What you have to do: Reproduce every one of the lines below word for word, leaving the pictures out of your copy.

-------- Data to process --------

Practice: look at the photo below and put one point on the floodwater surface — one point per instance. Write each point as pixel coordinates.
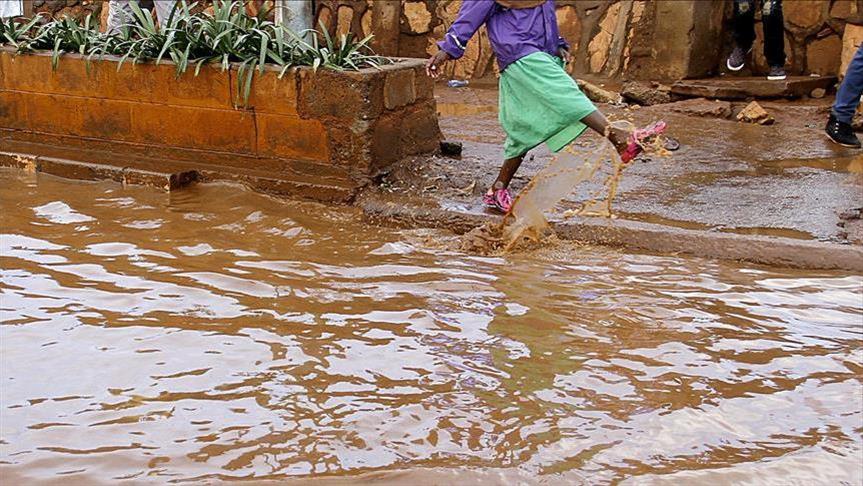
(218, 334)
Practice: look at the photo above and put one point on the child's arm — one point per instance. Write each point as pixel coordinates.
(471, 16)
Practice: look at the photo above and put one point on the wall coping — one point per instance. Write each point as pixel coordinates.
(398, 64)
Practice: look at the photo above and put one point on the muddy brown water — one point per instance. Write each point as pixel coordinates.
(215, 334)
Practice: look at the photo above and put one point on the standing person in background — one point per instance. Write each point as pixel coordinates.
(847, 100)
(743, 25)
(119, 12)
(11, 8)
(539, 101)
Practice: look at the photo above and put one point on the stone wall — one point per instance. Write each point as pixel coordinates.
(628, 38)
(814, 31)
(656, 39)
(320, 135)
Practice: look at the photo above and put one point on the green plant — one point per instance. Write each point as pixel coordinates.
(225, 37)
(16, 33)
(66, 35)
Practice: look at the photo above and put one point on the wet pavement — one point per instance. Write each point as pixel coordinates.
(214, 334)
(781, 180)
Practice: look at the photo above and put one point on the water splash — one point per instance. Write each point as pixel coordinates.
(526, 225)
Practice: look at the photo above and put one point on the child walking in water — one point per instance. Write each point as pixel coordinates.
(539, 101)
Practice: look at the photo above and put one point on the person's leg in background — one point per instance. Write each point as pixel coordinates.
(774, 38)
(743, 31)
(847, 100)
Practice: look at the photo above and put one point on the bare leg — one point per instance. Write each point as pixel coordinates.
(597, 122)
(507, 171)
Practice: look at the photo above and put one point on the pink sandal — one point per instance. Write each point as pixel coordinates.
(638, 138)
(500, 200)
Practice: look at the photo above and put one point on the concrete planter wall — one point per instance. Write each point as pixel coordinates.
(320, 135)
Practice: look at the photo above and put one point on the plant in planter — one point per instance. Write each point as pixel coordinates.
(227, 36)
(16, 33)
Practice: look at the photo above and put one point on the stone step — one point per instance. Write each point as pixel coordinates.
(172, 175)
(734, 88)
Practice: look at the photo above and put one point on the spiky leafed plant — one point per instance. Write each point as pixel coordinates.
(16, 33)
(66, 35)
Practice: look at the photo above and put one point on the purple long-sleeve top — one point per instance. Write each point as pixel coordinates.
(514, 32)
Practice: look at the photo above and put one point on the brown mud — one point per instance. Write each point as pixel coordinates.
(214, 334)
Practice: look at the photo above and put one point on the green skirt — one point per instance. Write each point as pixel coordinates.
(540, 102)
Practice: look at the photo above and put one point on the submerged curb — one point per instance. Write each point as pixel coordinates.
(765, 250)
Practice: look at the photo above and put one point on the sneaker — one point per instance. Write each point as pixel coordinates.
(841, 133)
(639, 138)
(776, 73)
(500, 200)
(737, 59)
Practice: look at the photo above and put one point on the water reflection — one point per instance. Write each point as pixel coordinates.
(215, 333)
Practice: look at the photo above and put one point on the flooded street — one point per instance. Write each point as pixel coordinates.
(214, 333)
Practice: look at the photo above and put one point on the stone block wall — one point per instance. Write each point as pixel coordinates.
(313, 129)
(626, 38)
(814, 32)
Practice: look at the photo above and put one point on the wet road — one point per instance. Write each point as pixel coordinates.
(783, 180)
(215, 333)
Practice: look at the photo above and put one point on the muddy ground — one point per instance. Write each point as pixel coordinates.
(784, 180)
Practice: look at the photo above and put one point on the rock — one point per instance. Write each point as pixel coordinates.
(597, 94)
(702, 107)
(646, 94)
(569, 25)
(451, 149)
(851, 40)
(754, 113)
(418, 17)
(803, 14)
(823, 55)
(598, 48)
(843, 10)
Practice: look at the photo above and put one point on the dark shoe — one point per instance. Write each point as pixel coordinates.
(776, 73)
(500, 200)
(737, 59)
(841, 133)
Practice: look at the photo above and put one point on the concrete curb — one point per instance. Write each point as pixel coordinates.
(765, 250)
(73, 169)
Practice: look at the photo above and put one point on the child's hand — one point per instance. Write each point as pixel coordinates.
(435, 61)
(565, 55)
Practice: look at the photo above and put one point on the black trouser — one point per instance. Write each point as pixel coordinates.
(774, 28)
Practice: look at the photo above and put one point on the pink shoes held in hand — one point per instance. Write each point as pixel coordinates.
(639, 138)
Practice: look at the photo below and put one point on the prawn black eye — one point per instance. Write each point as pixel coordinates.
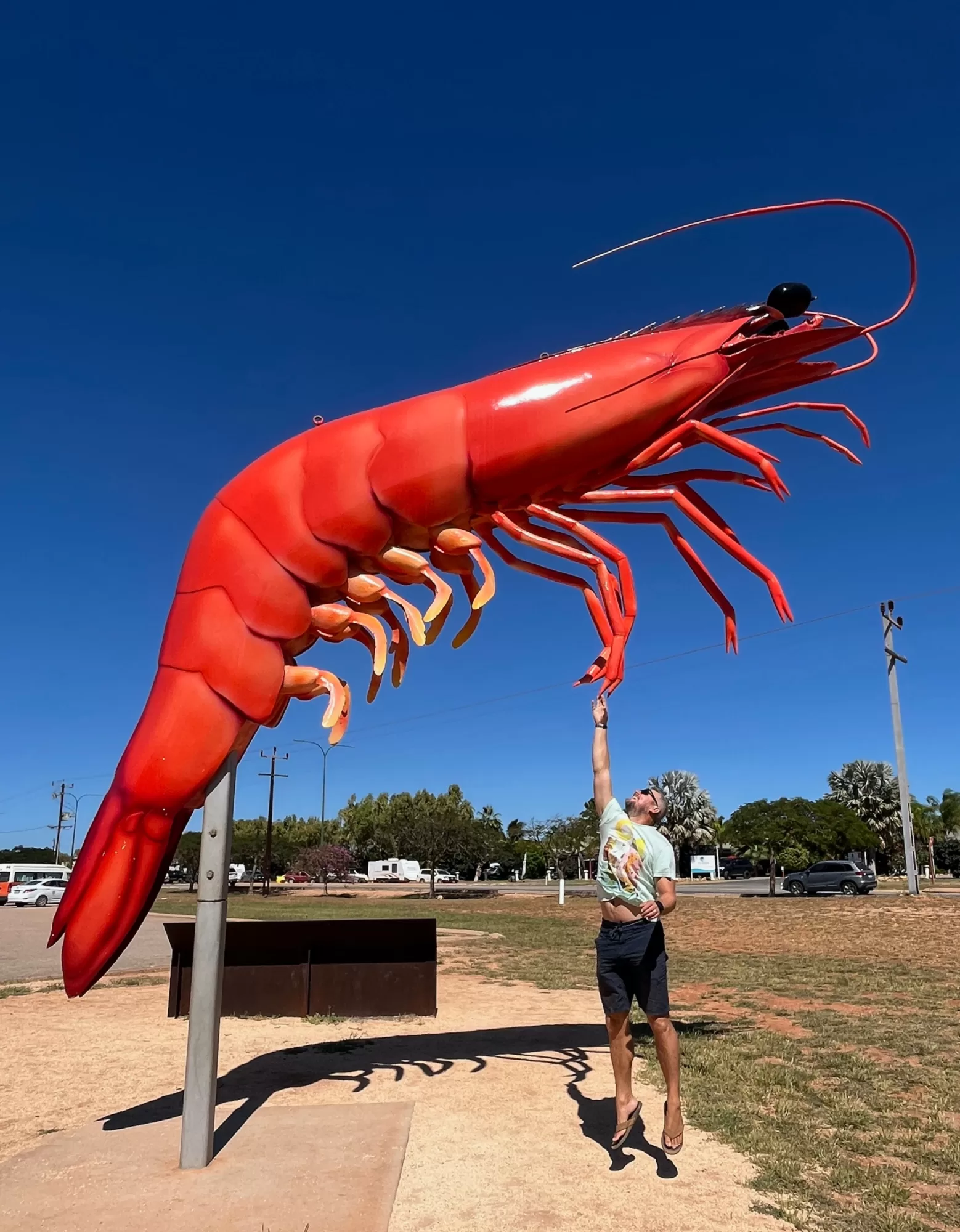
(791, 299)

--------

The output:
Practice: look at the photo below and put one point on the floodwater surface — one point per instance. Write each point as pixel coordinates.
(218, 334)
Practice: look at the photo above and put one point on the child's arm — one point per instance. Write each point as pixel coordinates.
(471, 16)
Practice: look at the photo above and put one point on the wall coping — one point per instance. Write each point as pixel coordinates.
(398, 64)
Practice: look at the photo above and put one point on the muddy brown water — one point per instance. Write each point as pixel coordinates.
(215, 334)
Practice: look at the photo above and put one point on the standing person in background — one point per instance. Write each point as pixel coordinates.
(847, 100)
(743, 25)
(119, 12)
(11, 8)
(539, 101)
Practice: look at the photo above and put one point on the stone wall — one point per instance. Write each point as pixel coordinates.
(628, 38)
(814, 31)
(656, 39)
(320, 135)
Practice: look at the photo above and put one point on the green plant — one point per instance. Write each point as pixel coordinates.
(225, 37)
(16, 33)
(66, 35)
Practice: look at the photo above and put one point on the wet pavement — one point per instance. Write each point as pixel coordinates.
(214, 334)
(781, 180)
Practice: look at the photo above and put one point on the water splash — one point per instance. Write each point as pixel coordinates.
(526, 225)
Practice: look at the photo above and put one point on the child walking in water — one point per instance. Write each point as pixel coordinates.
(539, 101)
Practice: look at the photo above and put one point on the person's leg in background — one point per instance. Write each point as pixel coordinates.
(774, 38)
(743, 31)
(847, 100)
Practice: look at the photo above and put one point on the bare leg — one point per instance. Write each point as pixel coordinates.
(597, 122)
(507, 171)
Practice: look at the photo above and put one point on the pink sandal — one point per instance. Write each point as pixel coordinates.
(638, 138)
(500, 200)
Practice: look at the photo above and put one point on the concrete planter wall — one point per instance. Write each point as pixel coordinates.
(320, 135)
Practice: look at the photo above and put one point on the plant in planter — one point per instance. Write each point as pixel coordinates.
(227, 36)
(16, 33)
Practice: look at the photo above and put one point on the stone step — one point per instance. Write each point as pixel coordinates.
(172, 175)
(734, 88)
Practice: look at the photo above and put one point on the spiky leafed plant — one point per instance. Write each point as pixel coordinates.
(16, 33)
(66, 35)
Practice: look at the photo above and put one point on the purple long-sleeve top — one point per instance. Write each point as pixel coordinates.
(514, 32)
Practice: look at the photo above and put one point on the brown mud — one point per instance. Write each point as pixel coordinates.
(214, 334)
Practice: look at the photo above and put one point on the green skirt — one point per instance. Write each point as pixel coordinates.
(540, 102)
Practice: look at the photo above and put one point on the submerged curb — one point per instance. Write each point as pixel coordinates.
(765, 250)
Practice: look at the photo above and put one point on the sneaker — one point per instance. Write each point as pixel coordinates.
(841, 133)
(639, 138)
(776, 73)
(500, 200)
(737, 59)
Practice: look at the photo above and put one point on the water reflection — one point per instance. Write each point as pixel coordinates.
(215, 333)
Practice: look at the photo above and put one point on the flooded street — one point per instance. Write each point as pixel coordinates.
(214, 333)
Practice: look at the photo above and put one point on the stone block wall — one point per instance. Write each point as pixel coordinates.
(313, 129)
(626, 38)
(814, 32)
Practice: look at the photo above and put one point on the wet road — one point per instance. Write each point as pixel coordinates.
(783, 180)
(215, 333)
Practice: look at the photo above and put one point on the muddy ground — one point per instance. Write each point as pixel coordinates.
(784, 180)
Practice: look at the photo above and put one point on the rock — one point per instance. Write each point as pixel coordinates.
(597, 94)
(702, 107)
(646, 94)
(569, 25)
(451, 149)
(851, 40)
(754, 113)
(418, 17)
(803, 14)
(823, 55)
(598, 48)
(843, 10)
Practice: look at the photo above and put one point on the dark shoe — one point per instance. Write each point as pixel coordinates.
(776, 73)
(500, 200)
(737, 59)
(841, 133)
Practice: look at the photo above and put one point on the concrete curb — one point per instance. Write each point as pixel coordinates.
(765, 250)
(73, 169)
Practice: look at the photo above and put one point on the child's hand — one point per instance. Write each point as pixel coordinates.
(435, 61)
(565, 55)
Practice: look at the photo above and put one point on the black trouser — one point per instance. Write each point as pixel coordinates.
(774, 28)
Practice: look at the photo above and put one point on the pink shoes held in hand — one point per instance. Write each point as pixel coordinates.
(639, 138)
Practice: look at the photo below and put one point on the prawn black eye — one point per instance. Write each point as pixel coordinates.
(791, 299)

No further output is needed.